• [Source document]:
◇ ◇ ◇ ◇ ◇ ◇ ◇
The University of Michigan Biological Station (UMBS) was founded in 1909.
Detrital Input and Removal Treatments (DIRT)
Soil stores more carbon than the atmosphere and all above-ground life combined. The mechanisms, however, are not entirely understood. The Detrital Input and Removal Treatments (DIRT), led by UMBS Director-emeritus Knute Nadelhoffer, investigates the effects of plant litter and root inputs on the stability, accumulation, and chemical composition of soil organic matter in forests. Since Nadelhoffer established the first site at Harvard Forest in 1990, DIRT has grown into a 13-site network spanning North America, Europe, and Asia -- including an anchor site at UMBS. At the start of the DIRT project, investigation of how soils respond to differing rates and types of plant inputs had been done mainly in agricultural systems, not in forests or natural grasslands, which together store large amounts of Earth’s organic carbon. The basic scientific questions behind DIRT seek to add to the collective knowledge bank about the interconnected systems around us, leading to discoveries that help solve ecological problems.
One such problem - and a key motivator for DIRT - is the increasing concentration of atmospheric carbon dioxide, an inorganic form of carbon produced by fossil fuel burning that is overheating our planet. While plants remove inorganic carbon dioxide from the atmosphere through photosynthesis and biomass production, long-term storage of plant-derived organic carbon in soils reduces the rate of atmospheric carbon dioxide increase, thereby lessening the harmful impacts of this major heat-trapping greenhouse gas. Terrestrial ecosystems -- mainly forests -- remove the equivalent of about one-fourth of human-derived carbon dioxide emissions from the atmosphere, thereby slowing what would otherwise be an even faster increase. One question that DIRT addresses is how changes in forest above- and below-ground inputs (i.e. leaves and roots) might change amounts of organic carbon storage in soil. After all, more organic carbon storage in soils can function to slow the rate of atmospheric carbon dioxide increase. The network of DIRT experiments helps establish a baseline of carbon storage activity under background (control) and manipulated conditions (experimental increases or decreases in plant organic matter inputs to soil), allowing for better understanding the mechanisms responsible for storing carbon in soils. This basic scientific work informs management strategies aimed at maximizing ecosystem carbon storage potentials.
◇ ◇ ◇ ◇ ◇ ◇ ◇
• [Study material]:
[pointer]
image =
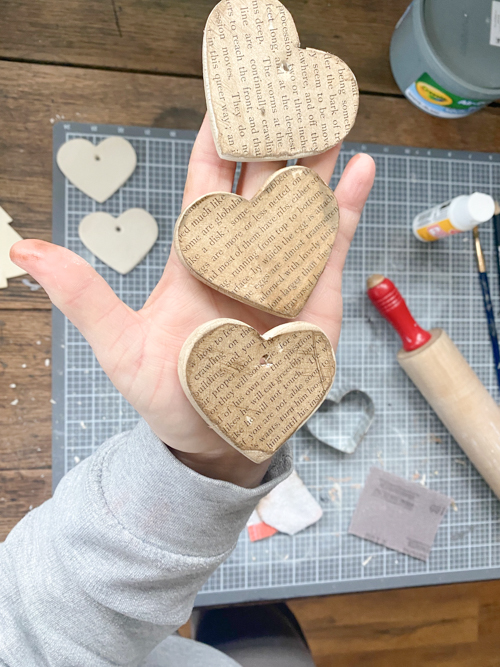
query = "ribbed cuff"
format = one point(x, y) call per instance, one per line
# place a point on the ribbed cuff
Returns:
point(166, 504)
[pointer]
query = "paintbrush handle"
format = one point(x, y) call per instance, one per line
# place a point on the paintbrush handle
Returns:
point(490, 318)
point(496, 230)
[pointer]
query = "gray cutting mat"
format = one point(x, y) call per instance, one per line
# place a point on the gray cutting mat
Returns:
point(441, 286)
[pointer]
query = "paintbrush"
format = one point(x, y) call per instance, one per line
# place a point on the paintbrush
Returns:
point(496, 230)
point(488, 307)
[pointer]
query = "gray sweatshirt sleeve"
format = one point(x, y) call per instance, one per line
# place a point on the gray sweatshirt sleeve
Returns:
point(110, 566)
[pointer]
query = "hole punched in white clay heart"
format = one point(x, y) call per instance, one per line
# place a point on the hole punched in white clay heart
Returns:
point(267, 98)
point(256, 406)
point(121, 242)
point(268, 252)
point(100, 170)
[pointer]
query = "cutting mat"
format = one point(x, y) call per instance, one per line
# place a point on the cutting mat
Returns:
point(440, 283)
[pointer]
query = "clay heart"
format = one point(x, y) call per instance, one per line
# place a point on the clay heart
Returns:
point(267, 98)
point(268, 252)
point(346, 425)
point(256, 391)
point(98, 171)
point(121, 242)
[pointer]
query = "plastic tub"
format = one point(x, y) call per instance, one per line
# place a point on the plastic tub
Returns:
point(445, 55)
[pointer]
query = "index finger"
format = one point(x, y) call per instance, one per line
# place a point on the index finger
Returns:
point(207, 172)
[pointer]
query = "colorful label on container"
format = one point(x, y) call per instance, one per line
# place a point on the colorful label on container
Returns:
point(428, 95)
point(437, 230)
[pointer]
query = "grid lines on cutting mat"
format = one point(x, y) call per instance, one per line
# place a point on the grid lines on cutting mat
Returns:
point(440, 284)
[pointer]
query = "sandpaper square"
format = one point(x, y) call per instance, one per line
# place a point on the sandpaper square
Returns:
point(398, 514)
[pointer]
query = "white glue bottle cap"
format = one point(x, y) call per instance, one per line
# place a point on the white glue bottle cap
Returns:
point(467, 211)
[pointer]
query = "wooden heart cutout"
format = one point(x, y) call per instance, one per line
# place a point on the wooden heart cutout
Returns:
point(344, 419)
point(267, 98)
point(256, 391)
point(100, 170)
point(268, 252)
point(120, 242)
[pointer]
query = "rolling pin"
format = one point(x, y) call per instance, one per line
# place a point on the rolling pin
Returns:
◇ ◇ ◇ ◇ ◇ ◇ ◇
• [Work item]:
According to the text on the DIRT project, where was the first DIRT site established, and in what year? The records have no connection to the text.

• [Completed exercise]:
The first DIRT site was established at Harvard Forest in 1990.